▸ **出題内容**: 儒教の講義から、「さて、元気が骨力となり、気力」で始まり「がはっきり分かれて参ります。」で終わる部分をそのまま書き写してください。

▸ **本文抜粋**:
━━━━━━━━━━━━━━━━

東洋思想十講義 安岡正篤

           第九講 儒教について()
平成25年9.月

1日 創造の力

このように元気、骨力というものは創造の力、クリエーションの働きでありますから同じ力でも物質的な体力よりは精神的な力が高まってこなければなりません。その精神的な力を気力と言うのであります。この場合の気は精神的・心理的という意味であります。造化は長い間かかって漸く諸々の生物の中から人間というものを創りだしました。その人間と他の生物とはどこが違うかと言えば、それは精神というものを発達させたということです。人間のどこが一番人間らしい所かと言うと、それは肉体的よりも精神的であるということであります。従って精神的なものを失ったら、もうこれは人間として一番の堕落であります。

2日 顔がないような

今朝、列車の中で新聞を見ておりますと、大変面白い記事がありました。それはアメリカの有名な化粧大家である婦人が日本に来て感想を述べておるのです。先ず婦人は日本の女性の化粧が大へん発達しているのを礼讃した後、どこか悪い点が目につきませんかという質問に暫く躊躇しているようであった。が遠慮なく言って欲しいとうながされて、こういう事を言うでおります、「自分はこの間、立派な洋服を着こなしている人を見たけれども、その人は顔がないような気がした」と。実に辛辣な批評であります。

3日 顔がないのは個性がない精神性がない

顔がないと云う事は個性がない精神性がないということです。やはり何事によらず一芸一能に達すると目のつける所が違います。顔が無ければ人間ではないのであのまして「俺の顔を立てろ」とか「俺の顔をどうしてくれる」とか言うのは、そういう点から考えると面白いと思います。

4日 志気

さて、元気が骨力となり、気力となって次第に精神的に発達して参りますと、自らにして生きんとする目標・目的を持つようになります。これを「志」「志気」と申します。人間は幾つになっても、或は成功すればするほど、理想・目標・志ほ常に高く持って失わないというのでなければ本当に人物とは言えません。

5日 反省から義と理

そして志ができると、その志に照らして物を考える、という作用が発達して参ります。これを「反省」と言います。人間は反省が生まれてくると、そこに義と利を分かち、単なる利、例えば知能があると云う様なことに飽き足らなくなる。そして「われ何を為すべきか」「如何に為すべきか」「為すべからざるか」という識別・弁別、即ち「義理の弁」が明らかになって参ります。「こうしなければならぬ。これが道だ。それは単なる都合の好い利に過ぎない」というように義と利がはっきり分かれて参ります。

━━━━━━━━━━━━━━━━

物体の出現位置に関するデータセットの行
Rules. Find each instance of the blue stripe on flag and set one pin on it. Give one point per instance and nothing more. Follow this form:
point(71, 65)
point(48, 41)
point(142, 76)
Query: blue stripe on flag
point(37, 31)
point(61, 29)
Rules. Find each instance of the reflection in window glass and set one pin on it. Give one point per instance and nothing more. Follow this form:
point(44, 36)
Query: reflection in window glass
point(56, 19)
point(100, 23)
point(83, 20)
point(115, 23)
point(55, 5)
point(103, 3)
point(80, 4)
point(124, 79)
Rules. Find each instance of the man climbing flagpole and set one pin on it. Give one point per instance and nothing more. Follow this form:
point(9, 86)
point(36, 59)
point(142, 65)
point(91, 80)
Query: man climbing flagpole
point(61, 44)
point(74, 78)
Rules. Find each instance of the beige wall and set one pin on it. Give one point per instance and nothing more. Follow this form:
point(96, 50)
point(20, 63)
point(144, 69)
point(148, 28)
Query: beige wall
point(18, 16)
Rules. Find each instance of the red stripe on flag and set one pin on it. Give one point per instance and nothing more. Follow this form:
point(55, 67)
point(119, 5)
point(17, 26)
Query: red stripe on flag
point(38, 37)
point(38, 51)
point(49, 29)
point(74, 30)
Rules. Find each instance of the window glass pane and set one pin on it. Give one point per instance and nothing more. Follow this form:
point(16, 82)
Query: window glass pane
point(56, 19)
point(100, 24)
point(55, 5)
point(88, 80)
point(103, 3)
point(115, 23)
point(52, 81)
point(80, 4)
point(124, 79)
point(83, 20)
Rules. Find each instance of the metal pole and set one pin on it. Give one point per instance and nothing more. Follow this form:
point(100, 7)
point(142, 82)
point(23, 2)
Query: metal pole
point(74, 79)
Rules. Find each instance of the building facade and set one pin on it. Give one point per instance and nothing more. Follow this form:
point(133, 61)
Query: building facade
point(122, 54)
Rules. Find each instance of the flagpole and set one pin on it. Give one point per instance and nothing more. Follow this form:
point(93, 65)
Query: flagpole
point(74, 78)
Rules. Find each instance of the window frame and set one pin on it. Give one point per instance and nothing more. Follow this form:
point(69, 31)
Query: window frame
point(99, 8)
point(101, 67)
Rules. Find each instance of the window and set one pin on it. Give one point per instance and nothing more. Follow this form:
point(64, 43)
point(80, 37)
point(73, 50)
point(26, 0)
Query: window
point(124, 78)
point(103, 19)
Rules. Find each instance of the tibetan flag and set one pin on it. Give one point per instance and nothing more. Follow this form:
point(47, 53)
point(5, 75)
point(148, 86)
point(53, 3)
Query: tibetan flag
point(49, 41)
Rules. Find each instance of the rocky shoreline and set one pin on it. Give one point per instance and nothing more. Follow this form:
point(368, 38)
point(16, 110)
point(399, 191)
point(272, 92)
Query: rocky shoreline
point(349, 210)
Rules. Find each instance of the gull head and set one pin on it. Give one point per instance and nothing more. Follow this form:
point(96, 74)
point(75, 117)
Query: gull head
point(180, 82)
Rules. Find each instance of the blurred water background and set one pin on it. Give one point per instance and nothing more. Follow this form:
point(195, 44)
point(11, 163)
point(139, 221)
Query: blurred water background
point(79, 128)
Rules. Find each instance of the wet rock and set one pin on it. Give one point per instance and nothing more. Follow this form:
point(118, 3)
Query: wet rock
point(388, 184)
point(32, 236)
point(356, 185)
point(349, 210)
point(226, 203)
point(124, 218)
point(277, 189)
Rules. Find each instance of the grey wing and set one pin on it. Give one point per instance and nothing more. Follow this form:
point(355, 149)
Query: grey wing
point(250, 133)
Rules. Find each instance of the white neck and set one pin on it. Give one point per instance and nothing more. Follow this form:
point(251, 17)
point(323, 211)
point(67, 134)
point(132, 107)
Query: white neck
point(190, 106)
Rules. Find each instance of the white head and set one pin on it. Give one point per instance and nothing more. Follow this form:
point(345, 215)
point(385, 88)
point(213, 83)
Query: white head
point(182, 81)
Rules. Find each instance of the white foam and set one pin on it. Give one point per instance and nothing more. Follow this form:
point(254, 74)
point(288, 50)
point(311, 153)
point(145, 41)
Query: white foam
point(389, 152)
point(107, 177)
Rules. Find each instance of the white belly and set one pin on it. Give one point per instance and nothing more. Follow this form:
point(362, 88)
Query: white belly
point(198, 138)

━━━━━━━━━━━━━━━━

▸ **本問の解答**:
さて、元気が骨力となり、気力となって次第に精神的に発達して参りますと、自らにして生きんとする目標・目的を持つようになります。これを「志」「志気」と申します。人間は幾つになっても、或は成功すればするほど、理想・目標・志ほ常に高く持って失わないというのでなければ本当に人物とは言えません。

5日 反省から義と理

そして志ができると、その志に照らして物を考える、という作用が発達して参ります。これを「反省」と言います。人間は反省が生まれてくると、そこに義と利を分かち、単なる利、例えば知能があると云う様なことに飽き足らなくなる。そして「われ何を為すべきか」「如何に為すべきか」「為すべからざるか」という識別・弁別、即ち「義理の弁」が明らかになって参ります。「こうしなければならぬ。これが道だ。それは単なる都合の好い利に過ぎない」というように義と利がはっきり分かれて参ります。